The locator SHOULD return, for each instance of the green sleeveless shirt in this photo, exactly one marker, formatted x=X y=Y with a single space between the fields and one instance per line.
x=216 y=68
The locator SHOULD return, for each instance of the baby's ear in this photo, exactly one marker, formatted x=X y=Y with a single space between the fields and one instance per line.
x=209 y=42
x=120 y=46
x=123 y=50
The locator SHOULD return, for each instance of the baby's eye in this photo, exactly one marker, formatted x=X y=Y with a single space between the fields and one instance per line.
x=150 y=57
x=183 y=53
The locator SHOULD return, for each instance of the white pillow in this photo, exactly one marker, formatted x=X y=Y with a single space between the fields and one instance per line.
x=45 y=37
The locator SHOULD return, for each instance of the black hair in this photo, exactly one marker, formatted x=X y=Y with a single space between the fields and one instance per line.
◆ ◆ ◆
Task goal => Please write out all of the data above again, substituting "detector" for "locator" and leaving everything else unchanged.

Response to the exercise =>
The detector SHOULD return, for each instance of the green sleeveless shirt in this photo, exactly one marker, formatted x=X y=Y with a single space between the fields and one instance per line.
x=216 y=68
The detector SHOULD return, for each instance of the baby's ear in this photo, exactly one marker, formatted x=X y=Y with a single space between the fields and one instance per line.
x=209 y=42
x=120 y=46
x=123 y=50
The detector SHOULD return, for each instance of the baby's eye in this photo, exactly one marker, formatted x=X y=Y with a single space between the fields and one instance per line.
x=150 y=57
x=183 y=53
The detector SHOULD return, for each instance of the white pillow in this photo, exactly one marker, formatted x=X y=Y with a single space between the fields and one instance per line.
x=45 y=37
The detector SHOULD return, for each instance of the black hair in this photo, exactly one marker, formatted x=X y=Y with a single space between the fields and one instance per line.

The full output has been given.